-- Required actions --
1 - In the text on Coriolis minion pools and environments, what makes the values in a network map differ from one setup to another? Answer in one to three sentences.
2 - Repeat the lines of the listing from its first line through the line that contains "(1172, 280)", inclusive.

-- Text to read --
======
Additional operations on minion pools include:

# inspect existing pools:
coriolis minion pool list
coriolis minion pool show $POOL_ID

# allocate Minion Pool resources:
coriolis minion pool allocate $POOL_ID

# use a Minion Pool for a Replica or Migration
coriolis replica/migration create \
    # NOTE: additional required parameters listed in their
    # respective sections further below.
    --instance $INSTANCE1 --instance $INSTANCE2 \
    --origin-minion-pool-id $SOURCE_POOL_ID \
    --destination-minion-pool-id $TARGET_POOL_1_ID \
    --osmorphing-minion-pool-mapping $INSTANCE1=$TARGET_POOL_2_ID

# deallocate Minion Pool resources:
coriolis minion pool deallocate $POOL_ID

# tear down pool shared resources:
coriolis minion pool tear down shared resources $POOL_ID

# update a Minion Pool (can be done only if the pool has had its
# machines deallocated and its shared resources torn down)
coriolis minion pool update \
    # NOTE: all the paramters for 'minion pool create' can be modified except
    # for the selected minion pool `--pool-endpoint` and `--pool-platform`.
    --arguments-to-update ... \
    $POOL_ID

# delete a minion pool (only if all of its machines/resources were torn down)
coriolis minion pool delete $POOL_ID

Once created, Minion Pools can then be used when creating Migrations or Replica jobs using the --origin-minion-pool-id, --destination-minion-pool-id, and --osmorphing-minion-pool-mapping arguments as shown in their respective sections.

Destination environment

A destination environment defines a set of provider specific parameters that override both the global configuration and built-in defaults of the Coriolis worker process(es). For example in the case of the OpenStack's provider, the following JSON formatted values allow for the definition of a custom mapping between origin and Neutron networks, another mapping for source storage backends to Cinder volume types, along with a specific Nova flavor for the migrated instance and a custom worker image name:

DESTINATION_ENV='{"network_map": {"VM Network Local": "public", "VM Network":
"private"}, "storage_map": {"san2": "ssd"}, "flavor_name": "m1.small",
"migr_image_name": "Nano"}'

Source environment

A source environment is an optional parameter that defines provider-specific source parameters

Network map

The network map is a JSON mapping between identifiers of networks on the source platform, each being associated with the identifier of a network on the destination. The values to be mapped depend on the source and destination provider plugins, respectively (ex: it may be the name of a network, or the full ID):

NETWORK_MAP={"VM Network Local": "public", "VM Network": "internal"}

Default storage backend

Name of a storage backend on the destination platform to default to using:

DEFAULT_STORAGE_BACKEND="iscsi"
======
-- Provided information --

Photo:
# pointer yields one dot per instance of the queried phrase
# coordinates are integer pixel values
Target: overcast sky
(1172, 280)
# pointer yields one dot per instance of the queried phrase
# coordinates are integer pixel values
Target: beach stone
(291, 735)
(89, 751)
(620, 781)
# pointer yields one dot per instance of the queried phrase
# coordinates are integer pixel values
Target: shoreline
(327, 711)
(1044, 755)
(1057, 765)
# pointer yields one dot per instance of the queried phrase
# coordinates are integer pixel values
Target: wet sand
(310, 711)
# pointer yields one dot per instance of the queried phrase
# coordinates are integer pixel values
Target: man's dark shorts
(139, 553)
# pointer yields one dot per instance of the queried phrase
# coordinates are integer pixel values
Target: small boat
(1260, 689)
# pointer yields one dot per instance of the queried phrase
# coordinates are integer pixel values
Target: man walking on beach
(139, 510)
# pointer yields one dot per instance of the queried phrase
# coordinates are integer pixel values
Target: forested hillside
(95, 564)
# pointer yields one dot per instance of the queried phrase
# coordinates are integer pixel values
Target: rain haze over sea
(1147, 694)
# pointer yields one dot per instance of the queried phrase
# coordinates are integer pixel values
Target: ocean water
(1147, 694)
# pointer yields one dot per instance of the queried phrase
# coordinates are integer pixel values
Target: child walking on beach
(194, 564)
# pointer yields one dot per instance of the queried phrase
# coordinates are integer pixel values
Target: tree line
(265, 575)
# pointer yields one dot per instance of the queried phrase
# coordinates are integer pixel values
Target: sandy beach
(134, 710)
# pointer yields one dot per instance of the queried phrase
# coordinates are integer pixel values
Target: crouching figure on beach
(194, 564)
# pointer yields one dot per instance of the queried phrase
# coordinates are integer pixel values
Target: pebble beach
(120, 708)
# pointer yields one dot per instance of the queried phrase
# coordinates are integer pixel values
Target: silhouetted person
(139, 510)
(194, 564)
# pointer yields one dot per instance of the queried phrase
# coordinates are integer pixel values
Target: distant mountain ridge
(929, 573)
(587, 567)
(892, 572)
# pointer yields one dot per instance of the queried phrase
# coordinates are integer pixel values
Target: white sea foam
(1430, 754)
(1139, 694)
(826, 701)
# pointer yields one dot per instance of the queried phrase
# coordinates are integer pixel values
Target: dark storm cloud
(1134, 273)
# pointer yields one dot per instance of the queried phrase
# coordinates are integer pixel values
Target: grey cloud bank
======
-- Complete answers --
1 - The values to be mapped depend on the source and destination provider plugins. Depending on the plugin, a value may be the name of a network or its full ID.

2 -
Photo:
# pointer yields one dot per instance of the queried phrase
# coordinates are integer pixel values
Target: overcast sky
(1172, 280)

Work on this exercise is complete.